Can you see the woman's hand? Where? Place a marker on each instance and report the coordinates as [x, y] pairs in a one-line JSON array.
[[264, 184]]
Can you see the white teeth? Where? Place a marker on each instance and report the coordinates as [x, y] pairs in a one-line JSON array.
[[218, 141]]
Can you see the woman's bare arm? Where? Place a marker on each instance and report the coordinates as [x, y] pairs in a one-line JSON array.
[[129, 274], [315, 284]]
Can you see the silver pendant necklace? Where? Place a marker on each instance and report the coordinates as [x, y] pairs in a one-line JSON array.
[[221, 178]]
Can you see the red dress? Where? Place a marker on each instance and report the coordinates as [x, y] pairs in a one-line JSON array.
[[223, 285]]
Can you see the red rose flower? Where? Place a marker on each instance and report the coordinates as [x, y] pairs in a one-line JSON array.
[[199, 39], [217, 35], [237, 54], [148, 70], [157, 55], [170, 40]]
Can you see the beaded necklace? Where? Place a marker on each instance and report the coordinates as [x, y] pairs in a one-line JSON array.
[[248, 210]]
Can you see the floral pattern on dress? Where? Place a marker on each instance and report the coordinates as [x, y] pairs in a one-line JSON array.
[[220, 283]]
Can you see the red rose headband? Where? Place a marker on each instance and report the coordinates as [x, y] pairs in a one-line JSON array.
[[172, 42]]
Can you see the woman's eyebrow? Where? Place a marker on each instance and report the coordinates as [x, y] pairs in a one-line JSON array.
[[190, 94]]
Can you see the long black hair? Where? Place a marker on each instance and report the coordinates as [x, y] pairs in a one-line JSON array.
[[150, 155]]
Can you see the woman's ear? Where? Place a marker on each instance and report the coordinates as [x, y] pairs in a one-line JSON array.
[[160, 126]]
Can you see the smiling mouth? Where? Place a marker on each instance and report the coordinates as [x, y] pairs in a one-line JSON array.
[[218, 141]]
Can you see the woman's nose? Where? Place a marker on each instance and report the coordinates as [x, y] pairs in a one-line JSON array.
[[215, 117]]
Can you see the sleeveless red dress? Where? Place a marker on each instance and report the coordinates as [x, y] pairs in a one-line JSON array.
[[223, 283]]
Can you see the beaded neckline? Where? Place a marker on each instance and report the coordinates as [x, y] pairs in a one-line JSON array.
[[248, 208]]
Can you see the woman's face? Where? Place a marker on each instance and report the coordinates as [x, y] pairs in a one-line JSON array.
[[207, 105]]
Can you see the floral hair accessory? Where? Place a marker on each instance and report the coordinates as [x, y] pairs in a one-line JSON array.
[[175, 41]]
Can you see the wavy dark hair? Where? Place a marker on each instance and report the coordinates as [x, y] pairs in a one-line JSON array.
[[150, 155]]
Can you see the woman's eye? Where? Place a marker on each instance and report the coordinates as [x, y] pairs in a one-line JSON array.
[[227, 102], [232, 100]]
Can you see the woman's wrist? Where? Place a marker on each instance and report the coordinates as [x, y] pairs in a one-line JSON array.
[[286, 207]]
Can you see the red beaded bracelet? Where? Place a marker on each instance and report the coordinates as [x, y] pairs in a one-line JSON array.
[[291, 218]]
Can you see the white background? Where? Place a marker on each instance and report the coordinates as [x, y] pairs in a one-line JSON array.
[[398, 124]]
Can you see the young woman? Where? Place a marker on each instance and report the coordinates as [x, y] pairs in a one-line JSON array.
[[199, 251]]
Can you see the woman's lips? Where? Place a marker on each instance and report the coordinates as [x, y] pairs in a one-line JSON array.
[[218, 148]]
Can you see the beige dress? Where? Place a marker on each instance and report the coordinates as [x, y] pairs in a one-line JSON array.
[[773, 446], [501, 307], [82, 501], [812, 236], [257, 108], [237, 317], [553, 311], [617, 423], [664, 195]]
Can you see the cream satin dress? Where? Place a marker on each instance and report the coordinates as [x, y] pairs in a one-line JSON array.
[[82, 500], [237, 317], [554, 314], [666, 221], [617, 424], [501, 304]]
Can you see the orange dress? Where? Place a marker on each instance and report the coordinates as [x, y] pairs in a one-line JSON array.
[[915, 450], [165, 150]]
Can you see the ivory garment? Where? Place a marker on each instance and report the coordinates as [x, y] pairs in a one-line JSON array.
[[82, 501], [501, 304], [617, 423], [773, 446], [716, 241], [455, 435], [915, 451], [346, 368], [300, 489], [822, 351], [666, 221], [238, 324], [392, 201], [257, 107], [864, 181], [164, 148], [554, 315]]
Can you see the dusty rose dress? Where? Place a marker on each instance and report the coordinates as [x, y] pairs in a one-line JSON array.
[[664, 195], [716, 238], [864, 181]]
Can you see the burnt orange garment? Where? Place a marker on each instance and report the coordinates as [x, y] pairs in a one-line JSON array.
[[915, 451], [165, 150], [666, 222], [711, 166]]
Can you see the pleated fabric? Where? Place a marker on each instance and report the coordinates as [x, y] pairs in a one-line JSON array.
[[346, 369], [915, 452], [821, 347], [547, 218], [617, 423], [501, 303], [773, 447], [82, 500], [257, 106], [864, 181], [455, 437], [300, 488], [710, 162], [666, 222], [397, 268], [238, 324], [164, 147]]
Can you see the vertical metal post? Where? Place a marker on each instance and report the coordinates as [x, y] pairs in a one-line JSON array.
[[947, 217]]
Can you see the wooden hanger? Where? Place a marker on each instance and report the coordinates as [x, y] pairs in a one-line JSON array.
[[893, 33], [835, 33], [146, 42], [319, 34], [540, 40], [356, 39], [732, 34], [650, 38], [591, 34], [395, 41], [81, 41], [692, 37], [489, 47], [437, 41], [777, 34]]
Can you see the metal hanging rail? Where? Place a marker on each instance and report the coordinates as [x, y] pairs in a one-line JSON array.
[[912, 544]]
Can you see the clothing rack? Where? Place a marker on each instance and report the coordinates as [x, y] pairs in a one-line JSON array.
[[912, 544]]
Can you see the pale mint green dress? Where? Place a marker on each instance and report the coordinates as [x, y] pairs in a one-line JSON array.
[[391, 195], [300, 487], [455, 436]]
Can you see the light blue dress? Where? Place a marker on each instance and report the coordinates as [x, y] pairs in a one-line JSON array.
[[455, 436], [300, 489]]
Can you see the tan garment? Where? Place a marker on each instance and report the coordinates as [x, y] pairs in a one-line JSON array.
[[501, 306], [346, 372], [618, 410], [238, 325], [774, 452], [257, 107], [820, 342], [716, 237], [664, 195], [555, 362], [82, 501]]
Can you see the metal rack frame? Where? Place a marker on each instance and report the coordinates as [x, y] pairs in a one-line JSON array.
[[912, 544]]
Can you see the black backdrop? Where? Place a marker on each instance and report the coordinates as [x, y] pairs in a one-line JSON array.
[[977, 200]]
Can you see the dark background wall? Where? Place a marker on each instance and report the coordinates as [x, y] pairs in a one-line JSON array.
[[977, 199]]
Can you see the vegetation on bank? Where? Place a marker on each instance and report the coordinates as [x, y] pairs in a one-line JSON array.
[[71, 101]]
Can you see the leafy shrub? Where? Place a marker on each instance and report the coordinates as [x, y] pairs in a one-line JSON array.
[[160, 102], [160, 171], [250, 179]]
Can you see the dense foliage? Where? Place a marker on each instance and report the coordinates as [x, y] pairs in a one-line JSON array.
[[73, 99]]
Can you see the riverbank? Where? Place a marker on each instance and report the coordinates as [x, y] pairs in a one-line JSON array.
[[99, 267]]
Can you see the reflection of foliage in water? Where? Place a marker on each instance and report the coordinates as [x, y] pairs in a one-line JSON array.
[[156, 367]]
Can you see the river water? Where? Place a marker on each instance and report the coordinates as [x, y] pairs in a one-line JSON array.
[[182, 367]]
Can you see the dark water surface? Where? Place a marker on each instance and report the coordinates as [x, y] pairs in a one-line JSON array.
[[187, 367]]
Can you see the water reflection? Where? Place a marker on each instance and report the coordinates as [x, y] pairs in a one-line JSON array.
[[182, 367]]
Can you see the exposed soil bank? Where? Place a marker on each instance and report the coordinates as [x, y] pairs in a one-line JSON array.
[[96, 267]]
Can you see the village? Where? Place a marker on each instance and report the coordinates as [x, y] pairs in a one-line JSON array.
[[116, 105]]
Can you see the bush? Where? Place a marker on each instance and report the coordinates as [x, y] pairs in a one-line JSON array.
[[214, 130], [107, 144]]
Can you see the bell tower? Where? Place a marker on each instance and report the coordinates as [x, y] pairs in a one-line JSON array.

* AIM: Render the lines from the one containing "Can you see the white teeth?" through the one containing "[[129, 274], [315, 284]]" as a Markdown table with columns Row and Line. Number each line, and leave out any blank lines.

* FINAL RESULT:
| Row | Line |
|---|---|
| 1 | Can you see the white teeth? Where? Place a marker on each instance and report the coordinates as [x, y] pairs in a one-line JSON array. |
| 2 | [[218, 141]] |
| 3 | Can you see the woman's bare arm? Where? Place a marker on each instance and report the coordinates as [x, y] pairs in a one-line JSON array. |
| 4 | [[129, 274], [315, 284]] |